Closed sanyalab closed 3 months ago
Can you share the log file with me? Thank you.
Attached are the log and the STDERR files ECB_Hap2_psic_classes.log STDERR.txt
Thank you for sharing the file. It seems there are three gene regions that hasn't finished Chr16B 4741698 4760443. Chr20B 13708701 13730914. Chr30B 4295343 4490726. Do you receive any error message from PsiCLASS, or the job gets terminated due to long running time?
You can run PsiCLASS with a lower value of --maxDpConstraintSize to make it faster. During the test, you can also add the option --stage 3 to reuse the subexon structures from previous step. Another approach is to see whether there are some strange introns in these region, and use a more stringent threshold to filter the introns.
Hi, I do not get any error message so I do not know how long the program ran. But this is interesting. Essentially I am trying to build a set of transcripts on each haplotype. Haplotypes are not much different from each other. Therefore, I wonder why it fails on one, but succeeds in the other one.
How does one give an intron threshold in PsiClass? Can you tell me how to get a detailed help for psiclass?
I'll start the run once I hear back from you
Thanks a lot Abhijit
To filter introns, you can use the option "--sa" to specify the minimum average number of reads supporting an intron. You can try a higher value for the filter.

● **Problem to work on**: Could you transcribe the PsiCLASS thread word for word between "Closed sanyalab closed" and "long running time?", inclusive?

● **Supplied information**:
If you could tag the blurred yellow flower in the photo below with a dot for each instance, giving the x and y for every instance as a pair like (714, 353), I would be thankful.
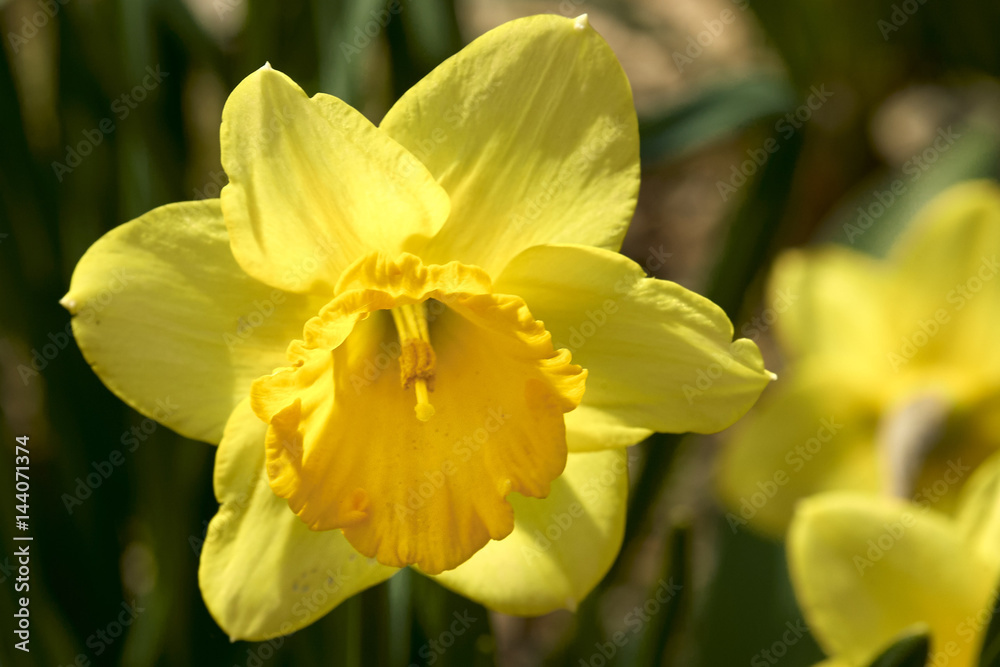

● **Solved exercise**:
Closed sanyalab closed 3 months ago
Can you share the log file with me? Thank you.
Attached are the log and the STDERR files ECB_Hap2_psic_classes.log STDERR.txt
Thank you for sharing the file. It seems there are three gene regions that hasn't finished Chr16B 4741698 4760443. Chr20B 13708701 13730914. Chr30B 4295343 4490726. Do you receive any error message from PsiCLASS, or the job gets terminated due to long running time?